→ Task to carry out: Give back the full set of entries exactly, keeping each line intact.

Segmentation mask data
↓↓↓
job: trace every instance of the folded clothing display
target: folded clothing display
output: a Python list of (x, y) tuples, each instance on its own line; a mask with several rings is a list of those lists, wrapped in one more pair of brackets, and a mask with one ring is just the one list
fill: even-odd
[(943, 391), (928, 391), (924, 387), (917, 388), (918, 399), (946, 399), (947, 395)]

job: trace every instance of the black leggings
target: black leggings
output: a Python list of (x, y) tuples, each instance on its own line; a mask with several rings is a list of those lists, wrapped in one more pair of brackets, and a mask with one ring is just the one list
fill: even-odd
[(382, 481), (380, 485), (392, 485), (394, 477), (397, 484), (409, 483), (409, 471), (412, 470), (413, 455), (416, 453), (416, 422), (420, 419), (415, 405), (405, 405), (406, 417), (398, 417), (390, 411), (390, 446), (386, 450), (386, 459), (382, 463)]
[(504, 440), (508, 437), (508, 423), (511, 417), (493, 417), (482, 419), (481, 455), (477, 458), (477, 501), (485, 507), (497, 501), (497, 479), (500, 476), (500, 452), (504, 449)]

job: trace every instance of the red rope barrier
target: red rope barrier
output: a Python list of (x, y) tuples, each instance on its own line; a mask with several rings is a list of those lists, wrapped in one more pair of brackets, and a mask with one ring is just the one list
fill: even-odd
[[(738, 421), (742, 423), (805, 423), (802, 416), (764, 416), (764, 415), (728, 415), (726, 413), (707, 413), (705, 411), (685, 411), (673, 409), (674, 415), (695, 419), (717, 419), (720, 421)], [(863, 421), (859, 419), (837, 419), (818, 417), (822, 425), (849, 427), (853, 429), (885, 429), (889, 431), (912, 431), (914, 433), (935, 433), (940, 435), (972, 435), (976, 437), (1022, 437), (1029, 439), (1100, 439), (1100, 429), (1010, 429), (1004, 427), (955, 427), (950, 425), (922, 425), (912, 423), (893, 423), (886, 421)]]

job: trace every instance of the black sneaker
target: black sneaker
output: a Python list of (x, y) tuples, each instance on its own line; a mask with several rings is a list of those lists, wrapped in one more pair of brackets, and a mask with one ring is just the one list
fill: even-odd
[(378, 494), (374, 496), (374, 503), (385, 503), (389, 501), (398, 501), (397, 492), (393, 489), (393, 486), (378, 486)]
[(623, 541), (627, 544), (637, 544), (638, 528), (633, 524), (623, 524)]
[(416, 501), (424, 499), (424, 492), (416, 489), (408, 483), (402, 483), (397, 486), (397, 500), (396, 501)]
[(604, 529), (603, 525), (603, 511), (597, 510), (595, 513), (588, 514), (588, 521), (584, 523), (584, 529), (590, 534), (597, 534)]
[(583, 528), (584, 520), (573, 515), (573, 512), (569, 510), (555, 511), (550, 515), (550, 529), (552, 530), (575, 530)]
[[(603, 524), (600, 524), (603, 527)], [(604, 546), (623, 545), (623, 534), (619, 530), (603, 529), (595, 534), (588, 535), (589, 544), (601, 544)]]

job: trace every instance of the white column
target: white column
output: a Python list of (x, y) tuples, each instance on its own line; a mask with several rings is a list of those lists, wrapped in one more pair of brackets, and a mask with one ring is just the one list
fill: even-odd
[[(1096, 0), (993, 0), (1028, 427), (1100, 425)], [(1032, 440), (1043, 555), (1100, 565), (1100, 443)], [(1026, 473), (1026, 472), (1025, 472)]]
↑↑↑
→ Result:
job: trace every instance of the folded clothing display
target: folded clothing display
output: a Python list of (x, y) tuples, each instance on its own line; a mask with several rings is a list of those lists, wrapped in one more pair of brackets, and a mask with one ring is just the one list
fill: even-odd
[(943, 391), (928, 391), (924, 387), (917, 388), (918, 399), (946, 399), (947, 395)]

job: trace every instance of the black leggings
target: black leggings
output: a Python list of (x, y) tuples, each instance on its own line; a mask with several rings is a list of those lists, wrapped in one more pair of brackets, and a mask with one ring is just the one list
fill: even-odd
[(382, 481), (380, 485), (392, 485), (394, 477), (397, 484), (409, 483), (409, 471), (412, 470), (413, 455), (416, 453), (416, 422), (420, 419), (415, 405), (405, 405), (406, 417), (398, 417), (390, 411), (390, 446), (386, 450), (386, 459), (382, 463)]
[(504, 440), (508, 437), (508, 423), (511, 417), (493, 417), (482, 419), (481, 455), (477, 458), (477, 501), (485, 507), (497, 501), (497, 479), (500, 476), (500, 452), (504, 449)]

job: trace every instance of the red rope barrier
target: red rope barrier
output: a Python list of (x, y) tuples, each instance on its own line; a mask with several rings is a list of those lists, wrapped in one more pair of brackets, and a mask with one ring is just the one list
fill: even-odd
[[(738, 421), (742, 423), (805, 423), (802, 416), (764, 416), (764, 415), (728, 415), (726, 413), (707, 413), (705, 411), (685, 411), (673, 409), (674, 415), (695, 419), (717, 419), (720, 421)], [(863, 421), (859, 419), (837, 419), (818, 417), (822, 425), (849, 427), (853, 429), (885, 429), (889, 431), (912, 431), (914, 433), (935, 433), (940, 435), (972, 435), (976, 437), (1022, 437), (1029, 439), (1100, 439), (1100, 429), (1010, 429), (1004, 427), (955, 427), (950, 425), (922, 425), (912, 423), (893, 423), (886, 421)]]

job: trace every instance of the black sneaker
target: black sneaker
output: a Python list of (x, y) tuples, each instance on its own line; a mask with several rings is a list of those lists, wrapped in one more pair of brackets, and a mask with one ring is just the one list
fill: even-odd
[(378, 494), (374, 496), (374, 503), (385, 503), (389, 501), (398, 501), (397, 492), (393, 489), (393, 486), (378, 486)]
[(623, 541), (627, 544), (637, 544), (638, 528), (633, 524), (623, 524)]
[(416, 501), (424, 499), (424, 492), (416, 489), (408, 483), (402, 483), (397, 486), (397, 500), (396, 501)]
[(604, 529), (603, 525), (603, 511), (597, 510), (595, 513), (588, 514), (588, 521), (584, 523), (584, 529), (590, 534), (597, 534)]
[(583, 528), (584, 520), (573, 515), (573, 512), (569, 510), (555, 511), (550, 515), (550, 529), (552, 530), (575, 530)]
[[(603, 524), (600, 524), (603, 527)], [(604, 546), (623, 545), (623, 534), (619, 530), (603, 529), (595, 534), (588, 535), (589, 544), (601, 544)]]

job: trace every instance of the white column
target: white column
output: a Python list of (x, y) tuples, each instance on its own line; a mask with several rings is a list of those lists, wrapped in one more pair of brackets, and a mask with one ring is just the one list
fill: even-odd
[[(1096, 0), (993, 0), (1028, 427), (1100, 425)], [(1032, 440), (1043, 555), (1100, 565), (1100, 443)], [(1026, 473), (1026, 472), (1025, 472)]]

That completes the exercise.